Goal: Would you retype, word for word, the line with "the car wheel." and every line after it through the end of the records below?

Rows from a dataset
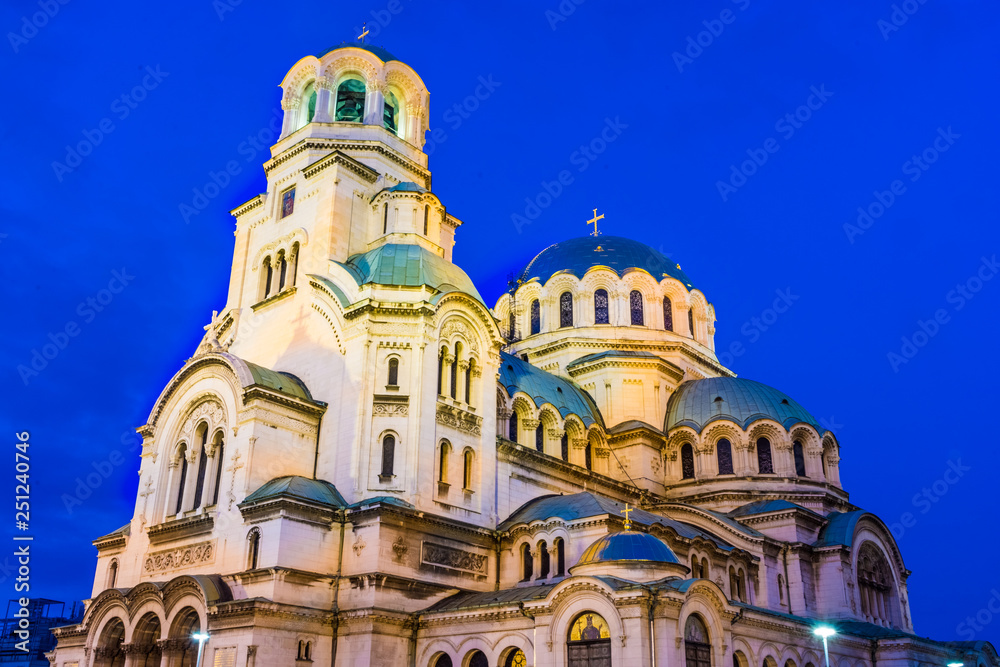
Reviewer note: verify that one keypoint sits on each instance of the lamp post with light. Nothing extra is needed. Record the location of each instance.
(825, 631)
(201, 638)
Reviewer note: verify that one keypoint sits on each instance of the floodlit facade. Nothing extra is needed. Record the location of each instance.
(364, 463)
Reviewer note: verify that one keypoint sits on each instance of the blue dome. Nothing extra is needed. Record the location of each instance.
(697, 403)
(377, 51)
(628, 545)
(621, 255)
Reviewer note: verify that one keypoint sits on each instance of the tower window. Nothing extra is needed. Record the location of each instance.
(635, 306)
(601, 307)
(566, 310)
(351, 101)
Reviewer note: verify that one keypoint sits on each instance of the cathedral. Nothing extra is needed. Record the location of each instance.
(364, 463)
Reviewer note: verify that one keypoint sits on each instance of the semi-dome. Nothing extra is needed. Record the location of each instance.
(628, 545)
(621, 255)
(697, 403)
(410, 266)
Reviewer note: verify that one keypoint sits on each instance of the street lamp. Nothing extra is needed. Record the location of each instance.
(202, 637)
(825, 631)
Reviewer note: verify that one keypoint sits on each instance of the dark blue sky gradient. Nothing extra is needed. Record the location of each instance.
(119, 210)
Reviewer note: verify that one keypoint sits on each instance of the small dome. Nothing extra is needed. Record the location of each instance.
(628, 546)
(697, 403)
(577, 256)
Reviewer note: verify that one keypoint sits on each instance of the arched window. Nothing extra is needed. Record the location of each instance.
(253, 549)
(601, 315)
(182, 478)
(559, 547)
(697, 649)
(724, 454)
(467, 470)
(443, 461)
(388, 457)
(589, 641)
(543, 560)
(390, 113)
(393, 372)
(635, 307)
(687, 461)
(219, 454)
(566, 310)
(350, 101)
(800, 459)
(199, 486)
(527, 562)
(764, 464)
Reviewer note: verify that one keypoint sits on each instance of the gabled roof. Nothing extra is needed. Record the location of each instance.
(543, 387)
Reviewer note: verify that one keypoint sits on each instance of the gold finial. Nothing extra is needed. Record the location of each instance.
(594, 222)
(628, 521)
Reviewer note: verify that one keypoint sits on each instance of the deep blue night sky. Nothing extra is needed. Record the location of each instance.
(888, 93)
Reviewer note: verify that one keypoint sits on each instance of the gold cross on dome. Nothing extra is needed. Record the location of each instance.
(594, 223)
(628, 521)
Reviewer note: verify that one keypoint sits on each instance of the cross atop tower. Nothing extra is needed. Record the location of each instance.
(594, 223)
(628, 521)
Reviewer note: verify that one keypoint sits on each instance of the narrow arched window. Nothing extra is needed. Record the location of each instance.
(601, 307)
(800, 459)
(390, 113)
(350, 101)
(443, 461)
(467, 470)
(559, 546)
(724, 454)
(635, 307)
(219, 455)
(253, 549)
(388, 457)
(687, 461)
(765, 466)
(182, 477)
(566, 310)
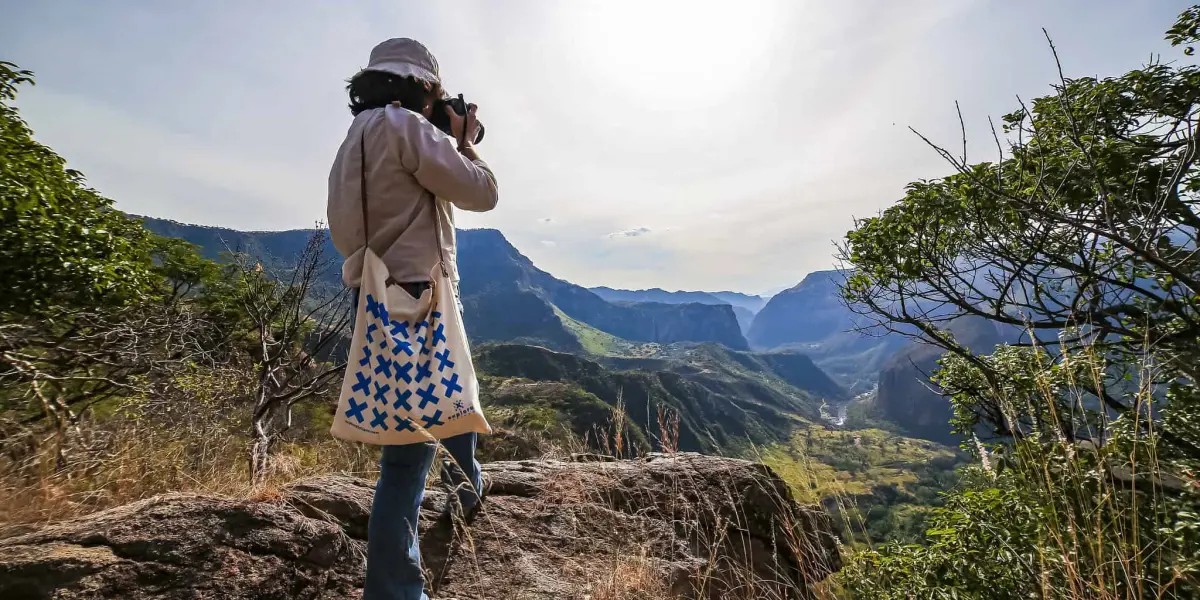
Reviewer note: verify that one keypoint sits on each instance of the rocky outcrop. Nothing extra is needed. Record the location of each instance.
(683, 525)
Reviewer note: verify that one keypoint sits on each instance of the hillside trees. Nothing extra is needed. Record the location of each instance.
(1084, 233)
(95, 310)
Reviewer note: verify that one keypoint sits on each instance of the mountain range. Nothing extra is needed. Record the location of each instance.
(745, 306)
(803, 341)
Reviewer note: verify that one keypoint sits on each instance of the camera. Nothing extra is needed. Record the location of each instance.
(442, 120)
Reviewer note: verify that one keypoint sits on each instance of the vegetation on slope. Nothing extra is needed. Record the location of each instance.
(1087, 227)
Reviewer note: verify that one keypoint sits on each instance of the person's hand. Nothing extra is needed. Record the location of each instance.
(468, 121)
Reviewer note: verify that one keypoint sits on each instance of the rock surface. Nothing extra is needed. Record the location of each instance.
(685, 526)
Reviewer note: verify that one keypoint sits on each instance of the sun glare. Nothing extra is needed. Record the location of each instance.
(673, 51)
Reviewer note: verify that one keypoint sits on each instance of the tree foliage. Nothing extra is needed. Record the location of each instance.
(60, 241)
(1084, 233)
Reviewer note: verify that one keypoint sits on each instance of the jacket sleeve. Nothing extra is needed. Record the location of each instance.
(435, 160)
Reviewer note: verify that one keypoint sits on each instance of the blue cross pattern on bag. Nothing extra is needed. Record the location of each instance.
(396, 355)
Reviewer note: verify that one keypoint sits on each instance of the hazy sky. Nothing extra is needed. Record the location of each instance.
(649, 143)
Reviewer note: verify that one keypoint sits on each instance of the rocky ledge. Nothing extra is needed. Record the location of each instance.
(666, 526)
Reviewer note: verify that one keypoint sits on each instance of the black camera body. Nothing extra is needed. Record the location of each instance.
(442, 120)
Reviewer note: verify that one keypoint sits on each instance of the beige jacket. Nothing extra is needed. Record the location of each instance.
(415, 175)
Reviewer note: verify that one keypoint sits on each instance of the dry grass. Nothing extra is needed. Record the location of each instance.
(630, 577)
(129, 463)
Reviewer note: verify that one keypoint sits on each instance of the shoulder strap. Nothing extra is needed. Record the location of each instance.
(363, 185)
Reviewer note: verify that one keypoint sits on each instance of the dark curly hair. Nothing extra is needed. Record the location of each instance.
(376, 89)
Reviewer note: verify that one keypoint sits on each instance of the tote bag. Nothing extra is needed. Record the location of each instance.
(409, 377)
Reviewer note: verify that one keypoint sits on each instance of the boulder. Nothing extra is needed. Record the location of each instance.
(664, 526)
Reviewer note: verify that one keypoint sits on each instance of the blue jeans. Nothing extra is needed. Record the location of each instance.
(394, 557)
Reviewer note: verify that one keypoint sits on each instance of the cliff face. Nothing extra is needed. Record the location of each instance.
(688, 525)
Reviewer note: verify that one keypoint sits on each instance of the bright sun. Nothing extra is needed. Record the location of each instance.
(675, 51)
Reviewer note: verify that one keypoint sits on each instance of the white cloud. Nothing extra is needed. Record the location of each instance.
(637, 232)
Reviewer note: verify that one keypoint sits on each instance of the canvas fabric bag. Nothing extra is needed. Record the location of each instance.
(409, 377)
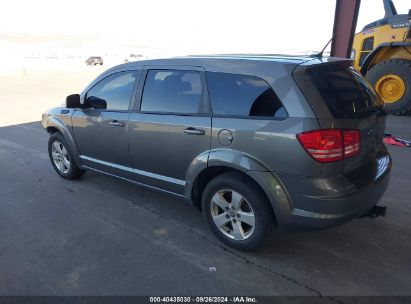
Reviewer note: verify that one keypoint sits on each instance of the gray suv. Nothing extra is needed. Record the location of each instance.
(254, 141)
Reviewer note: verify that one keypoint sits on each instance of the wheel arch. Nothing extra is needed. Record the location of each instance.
(386, 51)
(225, 160)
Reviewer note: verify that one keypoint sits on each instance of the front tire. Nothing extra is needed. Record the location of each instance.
(237, 211)
(62, 159)
(392, 81)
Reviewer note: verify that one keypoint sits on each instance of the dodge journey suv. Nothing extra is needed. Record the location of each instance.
(254, 141)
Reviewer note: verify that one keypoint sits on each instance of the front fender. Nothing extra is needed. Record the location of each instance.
(62, 124)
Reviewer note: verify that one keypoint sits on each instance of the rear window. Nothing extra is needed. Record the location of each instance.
(243, 95)
(345, 92)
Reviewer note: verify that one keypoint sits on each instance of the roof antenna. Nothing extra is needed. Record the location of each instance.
(320, 54)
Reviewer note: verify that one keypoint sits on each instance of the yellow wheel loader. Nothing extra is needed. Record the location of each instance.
(382, 53)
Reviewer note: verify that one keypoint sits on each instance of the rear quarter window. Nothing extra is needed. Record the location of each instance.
(243, 95)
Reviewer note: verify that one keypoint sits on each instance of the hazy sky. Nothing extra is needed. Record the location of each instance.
(212, 25)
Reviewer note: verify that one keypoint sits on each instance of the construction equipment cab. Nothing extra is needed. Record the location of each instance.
(382, 53)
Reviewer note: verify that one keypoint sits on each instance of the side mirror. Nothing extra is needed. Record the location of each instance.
(73, 101)
(93, 102)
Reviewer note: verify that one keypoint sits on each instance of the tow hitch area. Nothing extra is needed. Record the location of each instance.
(374, 212)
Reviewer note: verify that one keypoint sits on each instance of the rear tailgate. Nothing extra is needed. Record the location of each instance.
(342, 98)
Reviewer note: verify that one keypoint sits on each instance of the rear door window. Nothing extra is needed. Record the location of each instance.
(172, 91)
(243, 95)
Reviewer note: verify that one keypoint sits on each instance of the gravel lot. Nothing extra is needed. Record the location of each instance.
(102, 236)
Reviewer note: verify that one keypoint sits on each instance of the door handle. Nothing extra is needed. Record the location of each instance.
(116, 123)
(193, 131)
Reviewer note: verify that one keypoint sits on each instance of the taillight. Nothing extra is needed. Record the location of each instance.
(330, 145)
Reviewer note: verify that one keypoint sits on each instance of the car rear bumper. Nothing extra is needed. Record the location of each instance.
(315, 203)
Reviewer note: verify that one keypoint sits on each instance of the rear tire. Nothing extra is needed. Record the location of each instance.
(399, 68)
(62, 159)
(237, 211)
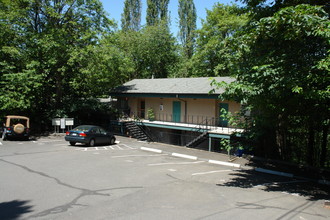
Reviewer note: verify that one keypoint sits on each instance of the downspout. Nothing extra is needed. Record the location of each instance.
(185, 108)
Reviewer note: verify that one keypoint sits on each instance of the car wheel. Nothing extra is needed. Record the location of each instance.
(112, 141)
(91, 143)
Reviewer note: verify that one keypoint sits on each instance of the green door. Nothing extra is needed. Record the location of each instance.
(176, 111)
(223, 107)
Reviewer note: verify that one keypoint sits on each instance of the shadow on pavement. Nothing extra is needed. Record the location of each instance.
(271, 183)
(14, 209)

Solution:
Reviewer note: verify that one keypoint sits on each instance of the car wheel. Nothing extra is needed. Record the location of each instance.
(112, 141)
(91, 143)
Reviewer note: verify that one keypoint sits on each instance of the green door. Nothing extra is needed. Record the location of each instance.
(176, 111)
(223, 107)
Reviewer note: verify that one keypoint sits on each instance of the shadow on pavement. Nothing extra is needed. Record the location of each instance.
(271, 183)
(14, 209)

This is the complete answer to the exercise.